═════ DATA SUPPLIED ═════
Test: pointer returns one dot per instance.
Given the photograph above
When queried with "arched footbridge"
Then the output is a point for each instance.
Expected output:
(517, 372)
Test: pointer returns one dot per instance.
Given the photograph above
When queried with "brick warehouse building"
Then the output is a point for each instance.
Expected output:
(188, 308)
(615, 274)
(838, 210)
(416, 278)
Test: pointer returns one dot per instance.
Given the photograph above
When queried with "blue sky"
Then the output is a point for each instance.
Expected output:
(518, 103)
═════
═════ DATA SUPPLIED ═════
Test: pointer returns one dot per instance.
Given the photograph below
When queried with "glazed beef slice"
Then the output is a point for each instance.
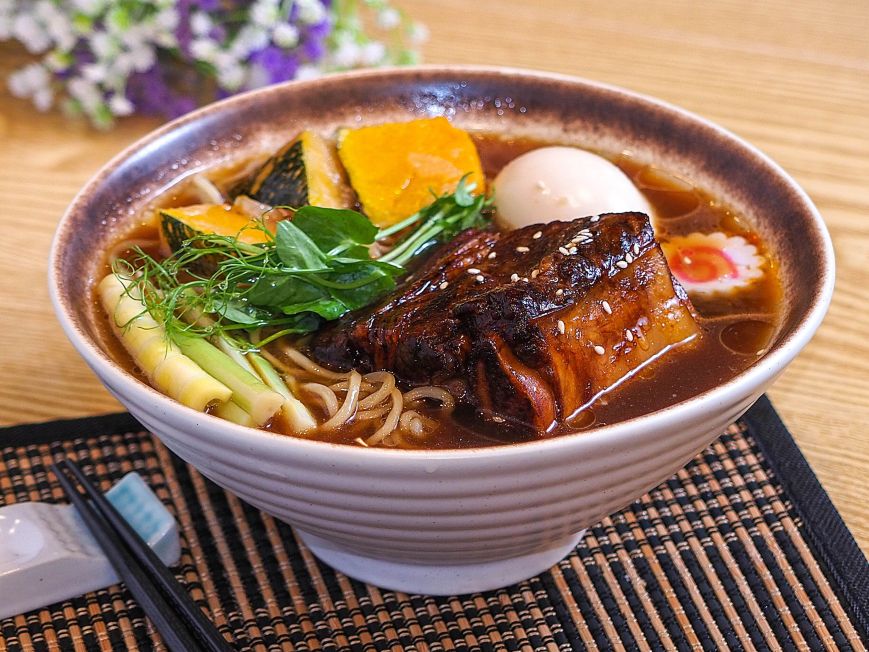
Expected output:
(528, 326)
═════
### [EXERCISE]
Find each line of the records above that contains the word "with", treating uppercase and lowercase as different, and copy those lines.

### [FINISHED ANSWER]
When queried with "arched footbridge"
When queried with "brick warehouse building"
When queried with "blue sky"
When queried with "glazed beef slice"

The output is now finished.